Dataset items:
BEGIN

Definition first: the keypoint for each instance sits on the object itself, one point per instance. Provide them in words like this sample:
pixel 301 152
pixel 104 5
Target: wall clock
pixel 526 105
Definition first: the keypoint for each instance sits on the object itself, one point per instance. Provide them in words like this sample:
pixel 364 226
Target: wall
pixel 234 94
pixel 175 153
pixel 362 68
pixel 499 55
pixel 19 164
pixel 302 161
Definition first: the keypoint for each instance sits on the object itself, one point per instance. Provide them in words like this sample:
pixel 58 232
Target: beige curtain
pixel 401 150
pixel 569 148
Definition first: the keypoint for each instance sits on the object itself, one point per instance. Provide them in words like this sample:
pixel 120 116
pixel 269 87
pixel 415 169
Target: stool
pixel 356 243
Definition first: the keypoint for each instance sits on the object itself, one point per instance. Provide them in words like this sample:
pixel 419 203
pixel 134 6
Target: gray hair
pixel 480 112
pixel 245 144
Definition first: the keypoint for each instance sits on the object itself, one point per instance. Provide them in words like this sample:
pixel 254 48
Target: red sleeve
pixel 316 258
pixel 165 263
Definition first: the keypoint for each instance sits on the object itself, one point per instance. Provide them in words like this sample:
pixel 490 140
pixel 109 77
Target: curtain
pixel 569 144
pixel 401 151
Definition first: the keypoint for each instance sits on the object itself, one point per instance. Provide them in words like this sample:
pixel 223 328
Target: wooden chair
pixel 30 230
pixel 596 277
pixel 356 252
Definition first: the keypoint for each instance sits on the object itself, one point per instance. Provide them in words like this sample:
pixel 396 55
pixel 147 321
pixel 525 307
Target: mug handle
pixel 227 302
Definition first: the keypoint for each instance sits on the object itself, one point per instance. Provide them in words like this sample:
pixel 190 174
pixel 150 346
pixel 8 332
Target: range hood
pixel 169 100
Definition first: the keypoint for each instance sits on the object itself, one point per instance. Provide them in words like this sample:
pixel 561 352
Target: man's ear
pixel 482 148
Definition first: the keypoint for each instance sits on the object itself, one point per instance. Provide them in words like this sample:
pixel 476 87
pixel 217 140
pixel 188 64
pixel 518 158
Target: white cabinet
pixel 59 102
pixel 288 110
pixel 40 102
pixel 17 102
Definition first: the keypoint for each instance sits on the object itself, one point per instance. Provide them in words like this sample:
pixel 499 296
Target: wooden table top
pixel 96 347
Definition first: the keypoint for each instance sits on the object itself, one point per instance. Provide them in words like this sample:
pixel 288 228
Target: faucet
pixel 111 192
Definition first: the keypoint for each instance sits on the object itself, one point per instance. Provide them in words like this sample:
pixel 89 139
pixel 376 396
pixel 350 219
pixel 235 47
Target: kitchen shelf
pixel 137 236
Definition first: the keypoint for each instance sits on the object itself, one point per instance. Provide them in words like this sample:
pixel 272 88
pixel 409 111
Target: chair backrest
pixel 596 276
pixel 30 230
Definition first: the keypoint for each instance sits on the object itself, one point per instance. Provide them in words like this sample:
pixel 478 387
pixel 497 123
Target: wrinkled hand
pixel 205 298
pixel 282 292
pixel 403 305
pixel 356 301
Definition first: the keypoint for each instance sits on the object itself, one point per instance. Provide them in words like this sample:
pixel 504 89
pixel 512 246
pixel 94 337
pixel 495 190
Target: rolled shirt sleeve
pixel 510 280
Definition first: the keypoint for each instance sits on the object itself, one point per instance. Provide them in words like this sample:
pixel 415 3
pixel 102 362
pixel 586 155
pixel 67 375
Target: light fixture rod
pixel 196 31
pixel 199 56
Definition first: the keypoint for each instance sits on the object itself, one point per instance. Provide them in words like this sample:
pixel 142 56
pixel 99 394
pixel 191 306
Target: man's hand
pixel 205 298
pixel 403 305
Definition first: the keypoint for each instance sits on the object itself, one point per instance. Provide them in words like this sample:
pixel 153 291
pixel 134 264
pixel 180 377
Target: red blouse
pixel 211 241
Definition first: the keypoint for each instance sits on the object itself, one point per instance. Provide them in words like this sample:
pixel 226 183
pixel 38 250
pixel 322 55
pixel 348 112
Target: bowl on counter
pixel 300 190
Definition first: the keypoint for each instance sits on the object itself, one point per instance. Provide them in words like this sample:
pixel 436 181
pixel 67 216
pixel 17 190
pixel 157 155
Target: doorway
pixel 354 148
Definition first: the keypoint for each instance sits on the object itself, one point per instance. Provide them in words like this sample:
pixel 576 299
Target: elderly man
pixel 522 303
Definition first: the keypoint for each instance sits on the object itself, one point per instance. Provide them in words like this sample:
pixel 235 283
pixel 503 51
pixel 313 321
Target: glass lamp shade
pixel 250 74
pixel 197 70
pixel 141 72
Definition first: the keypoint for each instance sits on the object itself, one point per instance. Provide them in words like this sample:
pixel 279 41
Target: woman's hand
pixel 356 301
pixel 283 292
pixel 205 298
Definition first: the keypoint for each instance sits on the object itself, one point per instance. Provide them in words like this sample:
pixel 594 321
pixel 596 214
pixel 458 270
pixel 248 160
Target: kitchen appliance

END

This exercise calls for the entries to be restated exactly.

Definition first: the keypoint for each instance sits on the object itself, one point per instance. Provide them in words like this sample:
pixel 301 152
pixel 104 5
Target: wall clock
pixel 526 105
Definition first: the keypoint for each instance sits on the object itself, one point per instance. Provide them in words like this sample:
pixel 364 226
Target: wall
pixel 234 94
pixel 175 153
pixel 362 68
pixel 499 55
pixel 19 164
pixel 302 161
Definition first: the keypoint for each instance sits on the object itself, one point per instance. Provide them in words like this sample:
pixel 58 232
Target: beige curtain
pixel 401 150
pixel 569 148
Definition first: the keypoint for each instance sits on the object itself, one point per instance. Provide them in words like this sample:
pixel 120 116
pixel 269 87
pixel 415 169
Target: stool
pixel 356 243
Definition first: the keypoint for each instance sits on the object itself, one point per instance. Provide them in words like this sample:
pixel 419 203
pixel 134 6
Target: gray hair
pixel 480 112
pixel 245 144
Definition first: the keypoint for each instance sits on the object itself, one point per instance. Provide them in words like this sample:
pixel 254 48
Target: red sleeve
pixel 316 258
pixel 165 263
Definition first: the keypoint for each instance sits on the object itself, one point per instance. Provide them in words like this sample:
pixel 490 140
pixel 109 77
Target: curtain
pixel 569 144
pixel 401 151
Definition first: the keypoint for each instance sits on the object itself, one point per instance. Provide them in words like this sample:
pixel 223 328
Target: wooden chair
pixel 30 230
pixel 596 277
pixel 356 252
Definition first: the keypoint for each instance sits on the object itself, one point per instance. Provide them in words like this sample:
pixel 396 55
pixel 147 321
pixel 525 307
Target: mug handle
pixel 227 302
Definition first: the keypoint for each instance sits on the object itself, one point per instance. Provide them in words like this sample:
pixel 190 174
pixel 150 346
pixel 8 332
Target: range hood
pixel 169 100
Definition first: the keypoint for each instance sits on the object itself, one point per instance. Provide them in words like this sample:
pixel 561 352
Target: man's ear
pixel 482 148
Definition first: the keypoint for each instance sits on the object itself, one point per instance. Provide them in words like this sample:
pixel 476 87
pixel 217 140
pixel 188 64
pixel 518 158
Target: white cabinet
pixel 59 102
pixel 288 110
pixel 40 102
pixel 17 102
Definition first: the keypoint for each instance sits on the object itself, one point per instance. Provide them in words like this sample:
pixel 499 296
Target: wooden table top
pixel 96 347
Definition first: the keypoint for each instance sits on the object itself, one point per instance. Provide them in words like this sample:
pixel 288 228
Target: faucet
pixel 111 192
Definition first: the keypoint for each instance sits on the object itself, one point per instance. Provide them in words like this sample:
pixel 89 139
pixel 376 396
pixel 350 219
pixel 235 47
Target: kitchen shelf
pixel 137 236
Definition first: the keypoint for each instance sits on the object itself, one point per instance. Provide them in words like this sample:
pixel 272 88
pixel 409 111
Target: chair backrest
pixel 596 276
pixel 30 230
Definition first: the keypoint for each instance sits on the object itself, one point per instance. Provide them in words like this sample:
pixel 478 387
pixel 497 123
Target: wrinkled hand
pixel 205 298
pixel 282 292
pixel 403 305
pixel 356 301
Definition first: the keypoint for each instance sits on the object itself, one point per instance. Provide them in words like this sample:
pixel 504 89
pixel 512 246
pixel 94 337
pixel 495 190
Target: rolled shirt sleeve
pixel 510 280
Definition first: the keypoint for each instance sits on the object itself, one point per instance. Provide them in words like this sample:
pixel 415 3
pixel 102 362
pixel 586 155
pixel 67 375
Target: light fixture rod
pixel 196 31
pixel 199 56
Definition first: the keypoint for each instance sits on the object itself, one point per instance. Provide them in words like this sample:
pixel 142 56
pixel 99 394
pixel 191 306
Target: man's hand
pixel 205 298
pixel 403 305
Definition first: the keypoint for each instance sits on the object itself, one point per instance. Provide them in words like this sample:
pixel 153 291
pixel 134 264
pixel 180 377
Target: red blouse
pixel 211 241
Definition first: the keypoint for each instance sits on the object itself, one point per instance. Provide them in words like this sample:
pixel 226 183
pixel 38 250
pixel 322 55
pixel 348 112
Target: bowl on counter
pixel 300 190
Definition first: the keypoint for each instance sits on the object itself, one point per instance. Provide them in words like this sample:
pixel 436 181
pixel 67 216
pixel 17 190
pixel 157 155
Target: doorway
pixel 354 148
Definition first: the keypoint for each instance sits on the object itself, one point per instance. Provide them in words like this sample:
pixel 576 299
Target: elderly man
pixel 522 303
Definition first: the keypoint for each instance sits on the object itself, one point per instance. Provide them in words like this sample:
pixel 235 283
pixel 503 51
pixel 313 321
Target: glass lamp shade
pixel 250 74
pixel 197 70
pixel 141 72
Definition first: the keypoint for each instance sits on the object itself, one point per instance. Provide them in words like this sample:
pixel 279 41
Target: woman's hand
pixel 356 301
pixel 283 292
pixel 205 298
Definition first: the keypoint for each instance sits on the object itself, one point per instance. Provide them in words like this sample:
pixel 594 321
pixel 596 214
pixel 458 270
pixel 248 160
Target: kitchen appliance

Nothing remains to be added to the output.